* _WHAT YOU WILL DO_: Unless a line falls after the one with "Target: stair tread", retype it exactly from the records below; leave out all pictures.

* _DATA EXCERPTS_:
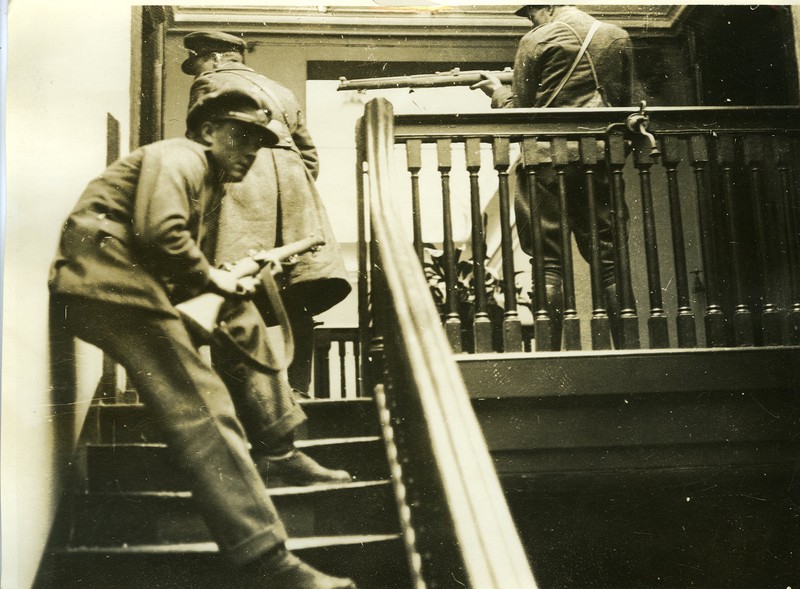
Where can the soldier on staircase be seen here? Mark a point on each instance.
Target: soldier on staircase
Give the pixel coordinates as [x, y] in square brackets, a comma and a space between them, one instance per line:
[134, 246]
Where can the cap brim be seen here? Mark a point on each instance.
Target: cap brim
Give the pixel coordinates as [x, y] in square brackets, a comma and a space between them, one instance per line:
[186, 66]
[268, 136]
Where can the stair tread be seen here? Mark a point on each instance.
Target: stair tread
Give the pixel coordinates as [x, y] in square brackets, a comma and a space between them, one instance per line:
[212, 548]
[301, 402]
[298, 443]
[307, 489]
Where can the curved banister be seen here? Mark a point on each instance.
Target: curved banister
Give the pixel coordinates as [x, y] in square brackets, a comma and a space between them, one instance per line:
[489, 545]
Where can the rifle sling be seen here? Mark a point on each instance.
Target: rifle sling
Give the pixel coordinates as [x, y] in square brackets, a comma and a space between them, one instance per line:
[581, 51]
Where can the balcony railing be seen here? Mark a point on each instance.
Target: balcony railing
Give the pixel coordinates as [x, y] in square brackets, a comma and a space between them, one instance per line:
[709, 257]
[456, 524]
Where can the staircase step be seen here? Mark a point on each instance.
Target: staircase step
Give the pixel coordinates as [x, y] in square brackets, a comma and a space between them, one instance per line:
[132, 423]
[162, 518]
[147, 467]
[373, 561]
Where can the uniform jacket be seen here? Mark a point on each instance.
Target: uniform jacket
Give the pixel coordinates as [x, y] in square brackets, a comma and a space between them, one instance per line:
[277, 202]
[136, 235]
[546, 53]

* _YOUR RESPONSE_:
Where can the soldier on staircase be seen here? Mark a point on each instance.
Target: soldier on staircase
Give the pixel coordinates as [x, y] in square brackets, a comma and a space between them, one instance per line:
[134, 246]
Where can the cap brim be seen here? Mark a point on each instance.
Target: cap brim
Give the pixel coordinates as [x, y] in square brackets, a comma and a space between them, one instance per line:
[186, 66]
[268, 136]
Where can the stair tread be seen here? Mark a point on each instance.
Target: stair tread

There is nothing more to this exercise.